- _Material to process_
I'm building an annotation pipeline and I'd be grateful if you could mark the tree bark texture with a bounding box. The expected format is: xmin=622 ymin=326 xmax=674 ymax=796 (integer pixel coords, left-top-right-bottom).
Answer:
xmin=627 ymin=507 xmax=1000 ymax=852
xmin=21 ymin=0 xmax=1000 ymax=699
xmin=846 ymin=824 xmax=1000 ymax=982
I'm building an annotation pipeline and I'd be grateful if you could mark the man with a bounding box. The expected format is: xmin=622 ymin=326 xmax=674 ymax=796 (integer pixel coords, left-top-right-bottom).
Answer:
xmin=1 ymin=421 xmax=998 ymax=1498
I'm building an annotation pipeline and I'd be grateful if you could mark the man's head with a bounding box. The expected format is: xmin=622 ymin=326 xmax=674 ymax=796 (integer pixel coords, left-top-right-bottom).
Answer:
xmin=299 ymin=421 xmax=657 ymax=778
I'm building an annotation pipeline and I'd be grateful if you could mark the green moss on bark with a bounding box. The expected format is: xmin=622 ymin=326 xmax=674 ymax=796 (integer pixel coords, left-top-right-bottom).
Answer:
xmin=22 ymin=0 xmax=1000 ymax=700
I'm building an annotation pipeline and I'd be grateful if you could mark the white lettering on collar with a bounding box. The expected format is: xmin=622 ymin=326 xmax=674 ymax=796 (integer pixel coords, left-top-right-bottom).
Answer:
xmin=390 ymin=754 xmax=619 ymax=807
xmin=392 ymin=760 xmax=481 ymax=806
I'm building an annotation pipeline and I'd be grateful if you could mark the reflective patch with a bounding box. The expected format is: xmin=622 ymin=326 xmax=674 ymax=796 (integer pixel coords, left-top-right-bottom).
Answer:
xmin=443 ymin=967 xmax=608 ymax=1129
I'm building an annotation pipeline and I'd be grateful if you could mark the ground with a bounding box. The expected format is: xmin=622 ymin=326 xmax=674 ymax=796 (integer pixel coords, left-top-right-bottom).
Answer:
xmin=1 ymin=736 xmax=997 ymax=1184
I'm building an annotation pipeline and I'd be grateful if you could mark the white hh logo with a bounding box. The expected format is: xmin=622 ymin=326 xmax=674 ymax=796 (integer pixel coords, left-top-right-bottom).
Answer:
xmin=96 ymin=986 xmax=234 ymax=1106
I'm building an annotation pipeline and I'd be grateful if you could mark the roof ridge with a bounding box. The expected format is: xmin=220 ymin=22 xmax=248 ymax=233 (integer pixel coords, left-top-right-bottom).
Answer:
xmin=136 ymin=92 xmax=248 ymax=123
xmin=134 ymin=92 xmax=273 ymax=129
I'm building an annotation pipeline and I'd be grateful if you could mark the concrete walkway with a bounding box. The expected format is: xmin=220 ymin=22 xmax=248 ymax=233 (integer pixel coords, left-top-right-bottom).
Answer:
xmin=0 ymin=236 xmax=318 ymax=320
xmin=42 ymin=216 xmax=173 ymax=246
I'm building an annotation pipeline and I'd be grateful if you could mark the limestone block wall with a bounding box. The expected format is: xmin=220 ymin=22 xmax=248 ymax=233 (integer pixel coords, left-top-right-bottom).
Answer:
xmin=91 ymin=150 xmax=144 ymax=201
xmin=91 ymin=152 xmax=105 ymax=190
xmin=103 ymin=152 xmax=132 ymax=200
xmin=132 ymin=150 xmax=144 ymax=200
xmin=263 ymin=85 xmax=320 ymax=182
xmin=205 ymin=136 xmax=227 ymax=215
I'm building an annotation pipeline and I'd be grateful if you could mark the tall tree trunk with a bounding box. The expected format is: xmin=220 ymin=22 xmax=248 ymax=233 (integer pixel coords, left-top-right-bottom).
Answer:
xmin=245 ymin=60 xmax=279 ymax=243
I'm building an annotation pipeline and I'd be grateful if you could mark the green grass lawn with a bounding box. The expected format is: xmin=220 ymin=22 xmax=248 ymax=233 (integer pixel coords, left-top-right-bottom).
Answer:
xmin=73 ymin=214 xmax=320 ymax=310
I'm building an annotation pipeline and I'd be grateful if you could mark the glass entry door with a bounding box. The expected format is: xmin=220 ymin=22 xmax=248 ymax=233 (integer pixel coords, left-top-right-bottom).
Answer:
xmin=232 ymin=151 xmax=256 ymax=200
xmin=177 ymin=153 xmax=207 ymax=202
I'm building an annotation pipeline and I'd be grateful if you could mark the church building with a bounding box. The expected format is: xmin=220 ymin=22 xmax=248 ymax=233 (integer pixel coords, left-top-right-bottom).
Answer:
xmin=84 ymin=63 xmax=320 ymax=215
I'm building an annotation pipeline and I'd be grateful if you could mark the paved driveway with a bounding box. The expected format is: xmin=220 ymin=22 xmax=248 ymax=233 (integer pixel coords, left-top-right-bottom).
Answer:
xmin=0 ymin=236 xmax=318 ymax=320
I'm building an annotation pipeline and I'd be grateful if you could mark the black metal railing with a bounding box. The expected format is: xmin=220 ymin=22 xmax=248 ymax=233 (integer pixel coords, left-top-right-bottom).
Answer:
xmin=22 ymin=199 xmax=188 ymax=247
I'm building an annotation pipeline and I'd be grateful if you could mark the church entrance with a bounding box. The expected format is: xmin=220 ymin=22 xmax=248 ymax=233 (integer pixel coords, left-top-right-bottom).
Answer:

- _Exercise aim_
The reply should restate the records above in full, character for character.

- _Exercise answer_
I'm building an annotation pipeline and I'd be grateful if you could mark the tree bark texture with a bounding box. The expected format is: xmin=622 ymin=326 xmax=674 ymax=796 (integer pixel coords, left-top-right-bottom).
Answer:
xmin=627 ymin=507 xmax=1000 ymax=852
xmin=21 ymin=0 xmax=1000 ymax=699
xmin=846 ymin=824 xmax=1000 ymax=982
I'm building an annotation pipeline and I'd be grateful if you could mark the man with a bounding box. The expected format is: xmin=622 ymin=326 xmax=674 ymax=796 (integer pixel coords, left-top-right-bottom).
Answer:
xmin=1 ymin=421 xmax=998 ymax=1498
I'm building an annotation pipeline and I'd be grateful if you could mark the man's head with a bounding box. The expected format is: xmin=622 ymin=326 xmax=674 ymax=796 (integer pixel coords, left-top-right-bottom).
Answer:
xmin=299 ymin=421 xmax=657 ymax=778
I'm building an annotation pipeline and I'd be grateful if you could mark the green moss on bark with a bounding box. The expected format is: xmin=622 ymin=326 xmax=674 ymax=796 (integer pixel coords, left-top-right-bottom).
Answer:
xmin=22 ymin=0 xmax=1000 ymax=700
I'm building an annotation pipeline and I'd be grateful if you could mark the white lettering on collar with a bounding box. The expected format is: xmin=622 ymin=326 xmax=674 ymax=796 (integer pixel coords, left-top-right-bottom).
Answer:
xmin=390 ymin=754 xmax=619 ymax=807
xmin=392 ymin=760 xmax=481 ymax=806
I'm building an annotation pipeline and I'd be grateful if you could mark the reflective patch with a bounding box. The expected format is: xmin=622 ymin=326 xmax=674 ymax=796 (integer pixel coords, left-top-right-bottom).
Answer:
xmin=443 ymin=967 xmax=608 ymax=1129
I'm building an annotation pipeline and I'd be grateful if you could mark the ground with a bounding box. The expected format is: xmin=622 ymin=326 xmax=674 ymax=796 (integer pixel coords, left-top-right-bottom).
Answer:
xmin=1 ymin=736 xmax=997 ymax=1184
I'm building an annotation pipeline and I'd be grateful if you could mark the white hh logo with a bounding box. The expected format is: xmin=622 ymin=326 xmax=674 ymax=796 (integer pixel coords, left-top-right-bottom).
Answer:
xmin=96 ymin=986 xmax=234 ymax=1106
I'm building an annotation pipeline and I'd be grateful if you could mark the roof ridge with a bounding box. The expected format is: xmin=220 ymin=22 xmax=248 ymax=233 (integer pixel coords, left-top-right-bottom).
Answer:
xmin=136 ymin=92 xmax=248 ymax=123
xmin=134 ymin=92 xmax=273 ymax=129
I'm building an annotation pipeline and I'd be grateful if you could mark the concrete walkway with a bounding box. The expected format is: xmin=220 ymin=22 xmax=248 ymax=233 (integer pixel coords, left-top-right-bottom).
Answer:
xmin=0 ymin=236 xmax=318 ymax=320
xmin=42 ymin=216 xmax=173 ymax=246
I'm building an annotation pipeline and I'd be grateful if you could mark the limestone block wall with a bounding box. The expected format is: xmin=220 ymin=22 xmax=248 ymax=233 (integer pixel coords, left-top-right-bottom).
Answer:
xmin=91 ymin=150 xmax=144 ymax=201
xmin=91 ymin=152 xmax=105 ymax=190
xmin=103 ymin=152 xmax=132 ymax=200
xmin=132 ymin=150 xmax=144 ymax=200
xmin=263 ymin=85 xmax=320 ymax=182
xmin=205 ymin=136 xmax=227 ymax=215
I'm building an annotation pipeline and I'd be grateful if you could mark the tall tree trunk with a bounding box. The expected format is: xmin=220 ymin=22 xmax=248 ymax=233 (integer pixel coords, left-top-right-bottom).
Answer:
xmin=245 ymin=60 xmax=279 ymax=243
I'm building an annotation pipeline and I'd be grateful if you could mark the green grass lawn with a bounding box. The expected format is: xmin=220 ymin=22 xmax=248 ymax=233 (integer pixel coords, left-top-right-bottom).
Answer:
xmin=73 ymin=214 xmax=320 ymax=310
I'm building an annotation pipeline and I'd be grateful if you could mark the glass entry door with a bounding box. The expected format is: xmin=220 ymin=22 xmax=248 ymax=233 (integer pixel coords, left-top-right-bottom).
Answer:
xmin=232 ymin=151 xmax=256 ymax=200
xmin=177 ymin=153 xmax=207 ymax=202
I'm building an annotation pipeline and I'd be grateful if you could mark the church building with a bounding box. The expected format is: xmin=220 ymin=22 xmax=248 ymax=233 (integer pixel coords, left-top-right-bottom).
Answer:
xmin=84 ymin=63 xmax=320 ymax=215
I'm building an annotation pipeline and I'd be grateful if you could mark the paved driveway with a bounding box. The expected format is: xmin=220 ymin=22 xmax=248 ymax=233 (integer pixel coords, left-top-right-bottom).
Answer:
xmin=0 ymin=236 xmax=318 ymax=320
I'm building an annotation pipeline and I'd be grateful if you could mark the black metal railing with a bounding box. The expected format is: xmin=220 ymin=22 xmax=248 ymax=233 (integer pixel coords, left-top-right-bottom).
Answer:
xmin=22 ymin=199 xmax=188 ymax=247
I'm building an annotation pipeline and I'd be grateful if you could mark the church entrance with a bounding box. The expected format is: xmin=220 ymin=22 xmax=248 ymax=233 (integer pixel coords, left-top-right-bottom).
Answer:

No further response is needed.